## Directive:
Rewrite the listing below with each occurrence of "query" changed to "prompt" and everything else left as it is. Omit the pictures from your answer.

## Provided entries:
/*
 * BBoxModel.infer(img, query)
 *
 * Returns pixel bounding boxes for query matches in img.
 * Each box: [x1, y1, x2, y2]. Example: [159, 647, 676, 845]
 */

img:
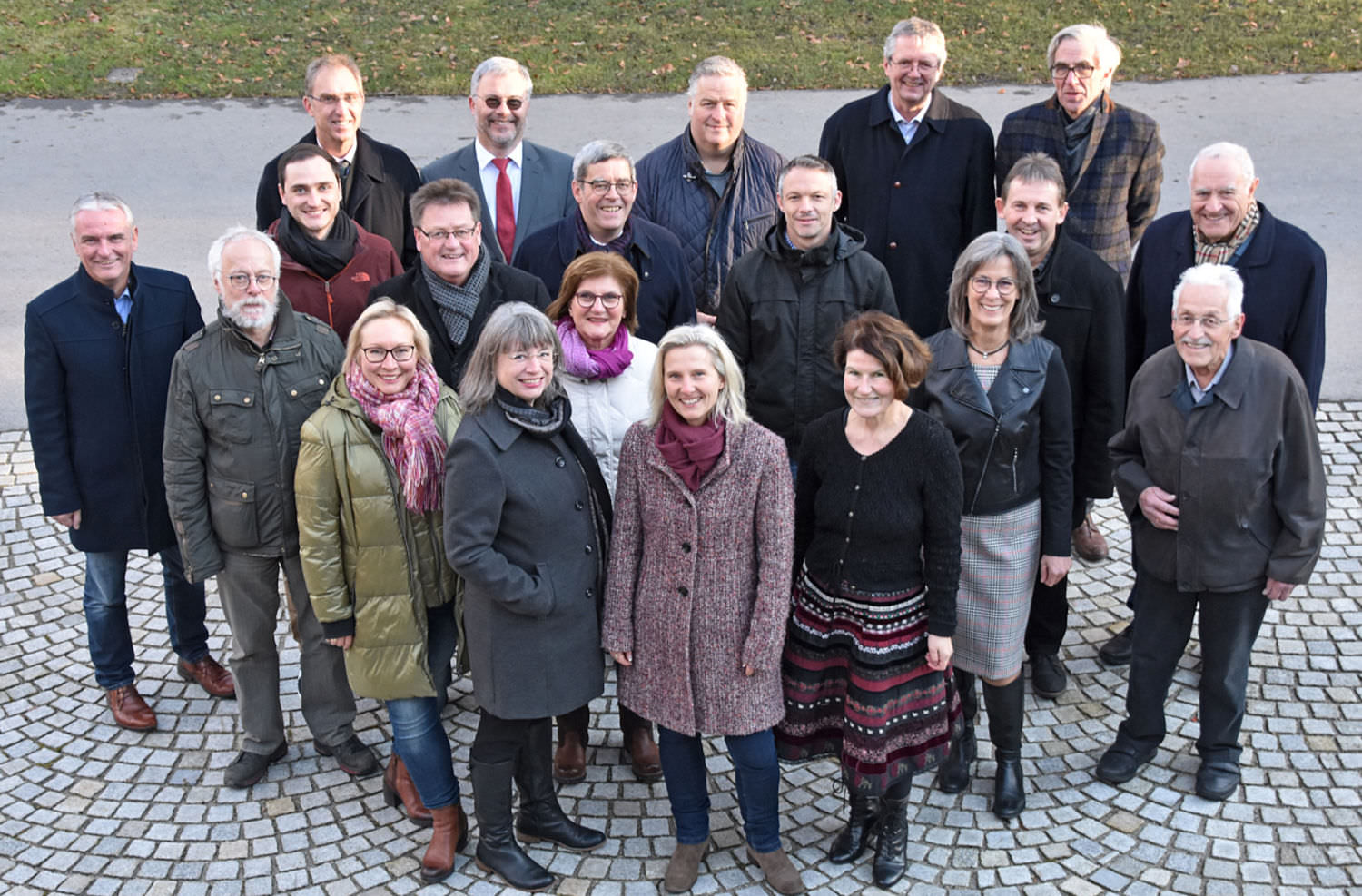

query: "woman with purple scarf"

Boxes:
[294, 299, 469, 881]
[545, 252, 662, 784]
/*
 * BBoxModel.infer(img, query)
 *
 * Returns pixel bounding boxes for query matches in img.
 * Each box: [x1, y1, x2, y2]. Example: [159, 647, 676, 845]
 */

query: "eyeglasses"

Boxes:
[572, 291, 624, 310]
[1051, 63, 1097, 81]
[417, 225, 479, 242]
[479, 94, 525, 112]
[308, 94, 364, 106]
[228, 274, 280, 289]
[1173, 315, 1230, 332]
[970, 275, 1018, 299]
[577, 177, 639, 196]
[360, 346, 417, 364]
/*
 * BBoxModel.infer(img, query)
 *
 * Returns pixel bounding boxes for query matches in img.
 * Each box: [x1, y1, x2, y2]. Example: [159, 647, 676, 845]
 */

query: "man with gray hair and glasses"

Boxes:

## Answer to the exercise:
/*
 * BBoxModel.infer(img, prompt)
 *
 * Returns pixel bounding boxes for prompt matches in img.
 * Each box: [x1, y1, x2, y2]. Example: [159, 647, 676, 845]
 */

img:

prompt: "woman with purple scarf"

Boxes:
[294, 299, 469, 881]
[545, 252, 662, 784]
/*
 * BBoxModel.infer(img, prompt)
 *
 * Returns pixel bounding boxes for prompt matches in img.
 * Each box: [x1, y1, x2, y2]. Example: [159, 647, 676, 845]
 */

prompt: "eyeglasses"

Boxes:
[572, 291, 624, 310]
[1051, 63, 1097, 81]
[417, 225, 479, 242]
[479, 94, 525, 112]
[308, 94, 364, 106]
[228, 274, 280, 289]
[1173, 315, 1230, 332]
[970, 275, 1018, 299]
[577, 177, 639, 196]
[360, 346, 417, 364]
/*
 * BBoxModel.infer(img, prompt)
 *
 * Returns pixel bounding boxes for prompt matches in img.
 * Each box: [x1, y1, x2, y2]. Example: [159, 647, 676, 845]
 */

prompt: "man with gray hair and glasses"

Boxes:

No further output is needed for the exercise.